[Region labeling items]
++++++
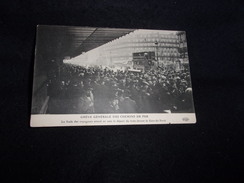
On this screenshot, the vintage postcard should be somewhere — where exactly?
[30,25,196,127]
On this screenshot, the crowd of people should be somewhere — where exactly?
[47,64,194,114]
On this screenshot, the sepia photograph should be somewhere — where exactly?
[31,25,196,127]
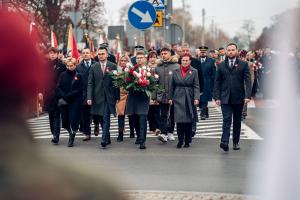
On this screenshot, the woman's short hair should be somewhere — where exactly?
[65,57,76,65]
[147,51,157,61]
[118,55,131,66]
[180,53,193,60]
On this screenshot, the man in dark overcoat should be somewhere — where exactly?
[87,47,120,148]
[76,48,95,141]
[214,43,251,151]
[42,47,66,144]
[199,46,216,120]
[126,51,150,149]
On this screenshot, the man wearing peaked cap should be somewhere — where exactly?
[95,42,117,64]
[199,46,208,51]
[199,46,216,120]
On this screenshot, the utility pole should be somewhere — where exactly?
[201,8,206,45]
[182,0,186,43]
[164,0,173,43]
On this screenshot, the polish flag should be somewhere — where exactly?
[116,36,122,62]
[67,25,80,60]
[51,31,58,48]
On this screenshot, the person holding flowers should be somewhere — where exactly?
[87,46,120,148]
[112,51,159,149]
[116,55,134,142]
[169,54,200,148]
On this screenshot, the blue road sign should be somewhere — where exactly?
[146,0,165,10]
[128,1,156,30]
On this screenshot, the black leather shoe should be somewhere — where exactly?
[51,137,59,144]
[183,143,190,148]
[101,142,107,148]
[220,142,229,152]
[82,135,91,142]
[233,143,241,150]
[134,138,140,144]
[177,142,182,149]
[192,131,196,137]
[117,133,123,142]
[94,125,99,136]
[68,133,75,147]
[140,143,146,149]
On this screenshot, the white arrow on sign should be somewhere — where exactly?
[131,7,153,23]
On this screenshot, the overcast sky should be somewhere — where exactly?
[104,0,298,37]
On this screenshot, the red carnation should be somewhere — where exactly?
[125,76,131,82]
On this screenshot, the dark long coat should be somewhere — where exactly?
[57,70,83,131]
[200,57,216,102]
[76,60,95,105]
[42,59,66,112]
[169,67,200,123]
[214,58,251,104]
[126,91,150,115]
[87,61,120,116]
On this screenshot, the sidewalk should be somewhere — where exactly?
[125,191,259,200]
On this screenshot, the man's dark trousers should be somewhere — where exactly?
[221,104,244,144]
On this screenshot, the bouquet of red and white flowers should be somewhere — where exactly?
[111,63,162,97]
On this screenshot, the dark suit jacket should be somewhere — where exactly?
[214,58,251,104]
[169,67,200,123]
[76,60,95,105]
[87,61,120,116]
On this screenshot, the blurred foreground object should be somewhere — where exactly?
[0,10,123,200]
++++++
→ **OBJECTIVE**: Pick out every line of the items above that contains the string "white", copying each line in full. Case counts.

→ **CORRECT RESULT**:
On this screenshot, the white arrow on sign should be somewhere — where exactly?
On this screenshot, the bouquet of red and white flowers should be somewhere — where exactly?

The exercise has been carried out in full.